(Part of a data file)

=====

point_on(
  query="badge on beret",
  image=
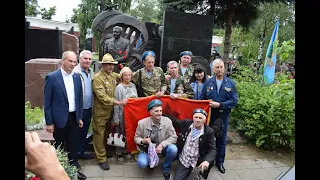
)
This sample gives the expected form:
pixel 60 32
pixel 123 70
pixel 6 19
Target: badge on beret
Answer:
pixel 227 89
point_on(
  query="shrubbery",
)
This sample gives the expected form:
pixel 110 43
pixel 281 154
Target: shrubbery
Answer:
pixel 33 117
pixel 265 113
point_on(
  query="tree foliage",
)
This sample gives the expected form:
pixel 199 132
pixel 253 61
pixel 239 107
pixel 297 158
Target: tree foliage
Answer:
pixel 146 10
pixel 33 9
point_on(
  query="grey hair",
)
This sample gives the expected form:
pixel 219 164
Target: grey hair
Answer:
pixel 172 62
pixel 216 61
pixel 66 53
pixel 125 69
pixel 117 27
pixel 84 52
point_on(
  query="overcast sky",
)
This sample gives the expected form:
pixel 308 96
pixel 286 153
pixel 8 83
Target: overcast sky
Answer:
pixel 63 7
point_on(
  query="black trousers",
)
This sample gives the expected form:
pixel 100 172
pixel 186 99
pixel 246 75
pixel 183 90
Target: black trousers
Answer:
pixel 66 138
pixel 182 173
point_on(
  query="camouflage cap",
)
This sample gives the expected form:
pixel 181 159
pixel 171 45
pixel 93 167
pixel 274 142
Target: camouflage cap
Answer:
pixel 148 53
pixel 154 103
pixel 107 58
pixel 186 53
pixel 198 110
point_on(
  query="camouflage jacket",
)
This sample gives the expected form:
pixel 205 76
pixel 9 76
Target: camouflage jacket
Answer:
pixel 182 88
pixel 103 86
pixel 151 84
pixel 188 74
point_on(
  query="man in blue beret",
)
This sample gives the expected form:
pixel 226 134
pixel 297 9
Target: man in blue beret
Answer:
pixel 152 78
pixel 185 69
pixel 222 91
pixel 159 130
pixel 196 146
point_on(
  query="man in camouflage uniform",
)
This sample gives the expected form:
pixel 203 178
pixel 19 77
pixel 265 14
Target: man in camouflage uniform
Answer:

=====

• _Short exercise_
Render every line of the items above as a Markdown table with the columns "No." and "Text", numbering the rows in order. Skip blank lines and leave the pictures out.

• _Written solution_
| No. | Text |
|---|---|
| 1 | point_on( |
| 2 |   query="badge on beret", |
| 3 |   image= |
| 4 | ) |
| 5 | This sample gives the expected form: |
| 6 | pixel 60 32 |
| 7 | pixel 123 70 |
| 8 | pixel 6 19 |
| 9 | Target: badge on beret |
| 10 | Answer: |
| 11 | pixel 227 89 |
| 12 | point_on( |
| 13 |   query="shrubbery", |
| 14 | ) |
| 15 | This sample gives the expected form: |
| 16 | pixel 110 43 |
| 17 | pixel 281 154 |
| 18 | Target: shrubbery |
| 19 | Answer: |
| 20 | pixel 33 117 |
| 21 | pixel 265 113 |
| 22 | point_on( |
| 23 |   query="tree foliage", |
| 24 | ) |
| 25 | This sample gives the expected form: |
| 26 | pixel 199 132 |
| 27 | pixel 253 61 |
| 28 | pixel 239 107 |
| 29 | pixel 297 158 |
| 30 | Target: tree foliage |
| 31 | Answer: |
| 32 | pixel 146 10 |
| 33 | pixel 33 9 |
| 34 | point_on( |
| 35 |   query="grey hair", |
| 36 | ) |
| 37 | This sample gives the expected form: |
| 38 | pixel 219 164 |
| 39 | Target: grey hair |
| 40 | Answer: |
| 41 | pixel 172 62 |
| 42 | pixel 216 61 |
| 43 | pixel 66 53 |
| 44 | pixel 125 69 |
| 45 | pixel 117 27 |
| 46 | pixel 84 52 |
| 47 | point_on( |
| 48 |   query="overcast sky", |
| 49 | ) |
| 50 | This sample gives the expected form: |
| 51 | pixel 308 96 |
| 52 | pixel 286 153 |
| 53 | pixel 8 83 |
| 54 | Target: overcast sky |
| 55 | Answer: |
| 56 | pixel 63 7 |
| 57 | point_on( |
| 58 |   query="black trousers", |
| 59 | ) |
| 60 | This sample gives the expected form: |
| 61 | pixel 100 172 |
| 62 | pixel 186 99 |
| 63 | pixel 246 75 |
| 64 | pixel 183 90 |
| 65 | Target: black trousers |
| 66 | Answer: |
| 67 | pixel 66 138 |
| 68 | pixel 182 173 |
| 69 | point_on( |
| 70 |   query="camouflage cap", |
| 71 | ) |
| 72 | This sample gives the expected form: |
| 73 | pixel 181 159 |
| 74 | pixel 171 45 |
| 75 | pixel 93 167 |
| 76 | pixel 274 142 |
| 77 | Target: camouflage cap |
| 78 | Answer: |
| 79 | pixel 148 53 |
| 80 | pixel 154 103 |
| 81 | pixel 107 58 |
| 82 | pixel 186 53 |
| 83 | pixel 198 110 |
| 84 | point_on( |
| 85 |   query="camouflage jacket", |
| 86 | ) |
| 87 | This sample gives the expected form: |
| 88 | pixel 205 76 |
| 89 | pixel 9 76 |
| 90 | Target: camouflage jacket |
| 91 | Answer: |
| 92 | pixel 182 88 |
| 93 | pixel 103 86 |
| 94 | pixel 151 84 |
| 95 | pixel 188 74 |
| 96 | point_on( |
| 97 |   query="man in blue beret", |
| 98 | ) |
| 99 | This sample gives the expected form: |
| 100 | pixel 226 134 |
| 101 | pixel 297 9 |
| 102 | Target: man in blue beret |
| 103 | Answer: |
| 104 | pixel 152 78 |
| 105 | pixel 185 69 |
| 106 | pixel 222 91 |
| 107 | pixel 159 130 |
| 108 | pixel 196 146 |
| 109 | point_on( |
| 110 |   query="man in camouflage uniform", |
| 111 | ) |
| 112 | This sample gives the expected form: |
| 113 | pixel 203 178 |
| 114 | pixel 19 77 |
| 115 | pixel 265 14 |
| 116 | Target: man in camouflage uniform |
| 117 | Answer: |